Task instructions: Reproduce each of the rows below verbatim, line for line.

Records for this task:
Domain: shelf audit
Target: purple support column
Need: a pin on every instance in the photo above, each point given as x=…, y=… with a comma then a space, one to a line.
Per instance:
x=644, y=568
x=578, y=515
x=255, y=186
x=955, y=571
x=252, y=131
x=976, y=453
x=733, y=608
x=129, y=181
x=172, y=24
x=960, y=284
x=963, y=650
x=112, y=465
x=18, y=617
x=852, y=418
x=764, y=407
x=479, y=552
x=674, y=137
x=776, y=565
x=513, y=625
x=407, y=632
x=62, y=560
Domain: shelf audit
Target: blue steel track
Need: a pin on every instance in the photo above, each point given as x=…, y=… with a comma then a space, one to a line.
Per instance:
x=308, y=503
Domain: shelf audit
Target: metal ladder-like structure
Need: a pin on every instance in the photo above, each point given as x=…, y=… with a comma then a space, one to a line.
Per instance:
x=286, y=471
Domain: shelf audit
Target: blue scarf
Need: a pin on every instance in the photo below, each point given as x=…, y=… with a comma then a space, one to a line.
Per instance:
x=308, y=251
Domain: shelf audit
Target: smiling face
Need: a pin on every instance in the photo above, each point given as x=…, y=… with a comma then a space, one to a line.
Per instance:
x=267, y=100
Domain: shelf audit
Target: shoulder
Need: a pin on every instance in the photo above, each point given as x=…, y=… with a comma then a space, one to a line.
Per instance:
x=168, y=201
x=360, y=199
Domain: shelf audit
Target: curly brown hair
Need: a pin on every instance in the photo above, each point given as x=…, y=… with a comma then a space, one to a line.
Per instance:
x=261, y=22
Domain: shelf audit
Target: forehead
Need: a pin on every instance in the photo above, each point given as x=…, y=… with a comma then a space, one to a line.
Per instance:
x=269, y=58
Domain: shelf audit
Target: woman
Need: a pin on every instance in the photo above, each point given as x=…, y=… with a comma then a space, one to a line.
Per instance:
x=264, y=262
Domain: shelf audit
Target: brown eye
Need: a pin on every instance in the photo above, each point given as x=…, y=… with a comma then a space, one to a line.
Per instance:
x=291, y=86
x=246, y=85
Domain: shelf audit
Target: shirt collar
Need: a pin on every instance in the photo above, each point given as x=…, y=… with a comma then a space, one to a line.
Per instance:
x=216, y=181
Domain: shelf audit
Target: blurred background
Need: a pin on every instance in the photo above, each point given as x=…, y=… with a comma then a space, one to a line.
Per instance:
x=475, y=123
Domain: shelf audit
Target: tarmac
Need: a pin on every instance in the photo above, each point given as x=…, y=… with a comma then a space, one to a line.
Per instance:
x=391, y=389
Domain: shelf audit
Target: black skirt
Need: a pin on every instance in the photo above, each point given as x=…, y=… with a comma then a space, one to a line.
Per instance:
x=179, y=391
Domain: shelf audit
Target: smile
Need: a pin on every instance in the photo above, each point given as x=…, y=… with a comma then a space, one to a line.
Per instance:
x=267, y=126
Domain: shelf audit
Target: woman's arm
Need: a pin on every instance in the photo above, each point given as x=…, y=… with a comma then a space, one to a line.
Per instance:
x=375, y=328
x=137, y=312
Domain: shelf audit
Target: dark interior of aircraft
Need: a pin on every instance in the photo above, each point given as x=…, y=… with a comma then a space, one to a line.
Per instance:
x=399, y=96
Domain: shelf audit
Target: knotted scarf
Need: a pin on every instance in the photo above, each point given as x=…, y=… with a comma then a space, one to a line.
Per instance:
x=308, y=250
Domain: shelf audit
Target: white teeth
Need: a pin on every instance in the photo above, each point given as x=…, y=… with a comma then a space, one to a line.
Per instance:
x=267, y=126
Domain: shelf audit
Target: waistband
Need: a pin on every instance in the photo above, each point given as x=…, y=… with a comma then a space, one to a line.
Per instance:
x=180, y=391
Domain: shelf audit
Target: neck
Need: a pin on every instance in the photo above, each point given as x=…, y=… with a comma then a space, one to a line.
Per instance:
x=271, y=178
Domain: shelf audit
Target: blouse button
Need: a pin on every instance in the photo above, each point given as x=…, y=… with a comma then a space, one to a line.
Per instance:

Written response:
Domain: shelf audit
Target: purple support column
Need: a pin on every instance in the photo above, each point given as x=…, y=… with a comma then a space, one to a line.
Per instance:
x=644, y=568
x=578, y=515
x=255, y=186
x=955, y=571
x=252, y=131
x=976, y=453
x=733, y=608
x=129, y=181
x=172, y=24
x=960, y=284
x=963, y=650
x=112, y=465
x=18, y=617
x=852, y=418
x=764, y=407
x=479, y=552
x=674, y=137
x=776, y=565
x=513, y=625
x=407, y=632
x=62, y=560
Domain: shelf audit
Target: blue steel track
Need: a pin on every instance in the photo above, each point given as x=…, y=… with a comma then a space, one to a line.
Per instance:
x=308, y=503
Domain: shelf audit
Target: metal ladder-like structure
Need: a pin on every instance in the photo above, each point given as x=…, y=… with a comma then a space, one to a line.
Per instance:
x=286, y=471
Domain: shelf audit
Target: blue scarf
Need: a pin on every instance in the photo below, each point given as x=…, y=… with a comma then a space, one to a line.
Per instance:
x=308, y=251
Domain: shelf audit
Target: smiling face
Need: a pin on every instance in the photo above, each point given as x=…, y=… with a comma then a space, one to a line.
Per instance:
x=267, y=100
Domain: shelf audit
Target: shoulder
Need: a pin on every instance in the photo above, each point given as x=…, y=… with a comma then a space, one to a line.
Per instance:
x=168, y=201
x=360, y=199
Domain: shelf audit
Target: curly brown hair
Need: a pin on every instance in the photo above, each point given as x=…, y=… with a comma then a space, one to a line.
Per instance:
x=261, y=22
Domain: shelf audit
Target: forehead
Need: a pin on every instance in the photo above, each point given as x=…, y=… with a comma then a space, one to a line.
Per instance:
x=269, y=58
Domain: shelf audit
Target: woman
Need: a pin on every instance in the photo above, each point given as x=…, y=… with a comma then a space, one to a line.
Per instance:
x=264, y=262
Domain: shelf audit
Target: brown eye
Need: a pin on every instance in the photo above, each point given as x=…, y=… with a comma then a space, one to a line.
Per instance:
x=291, y=86
x=246, y=85
Domain: shelf audit
Target: shirt collar
Need: a pin on every instance in the photo above, each point given as x=…, y=… with a comma then a space, one to a line.
Per instance:
x=216, y=181
Domain: shelf audit
Target: blurred background
Need: a pin on every instance in the photo above, each point given as x=…, y=… with a comma then a space, one to a line.
Per instance:
x=475, y=123
Domain: shelf audit
Target: tarmac
Need: a pin on every instance in the photo above, each point given as x=…, y=… with a comma then a space, one to a line.
Per instance:
x=391, y=389
Domain: shelf audit
Target: black skirt
Need: a pin on every instance in the photo above, each point given as x=…, y=… with a comma then a space, one to a line.
Per instance:
x=179, y=391
Domain: shelf audit
Target: smile
Need: a pin on every instance in the photo above, each point given as x=…, y=… with a comma then a space, one to a line.
Per instance:
x=267, y=126
Domain: shelf audit
Target: woman's arm
Need: a pin on every instance in the photo above, each point given as x=…, y=… with a comma then a space, one to a line.
Per instance:
x=375, y=328
x=137, y=312
Domain: shelf audit
Target: dark interior of aircraft
Need: a pin on every instance in the photo above, each point given as x=…, y=… with a comma then a space, one to a line.
Per instance:
x=399, y=96
Domain: shelf audit
Target: knotted scarf
Need: a pin on every instance in the photo above, each point given as x=…, y=… with a comma then a space, one to a line.
Per instance:
x=308, y=250
Domain: shelf audit
Target: white teeth
Need: a pin on every instance in the photo above, each point given as x=…, y=… with a comma then a space, one to a line.
Per instance:
x=267, y=126
Domain: shelf audit
Target: waistband
Need: a pin on every instance in the photo above, each point given as x=…, y=… with a comma then a space, one to a line.
Per instance:
x=180, y=391
Domain: shelf audit
Target: neck
Need: a pin on every instance in the photo above, each point given as x=…, y=… with a comma then a space, one to a line.
Per instance:
x=271, y=178
Domain: shelf audit
Target: blouse button
Need: a pin on every instance in the photo above, each point given as x=…, y=… with a comma then a space, one to a line.
Per instance:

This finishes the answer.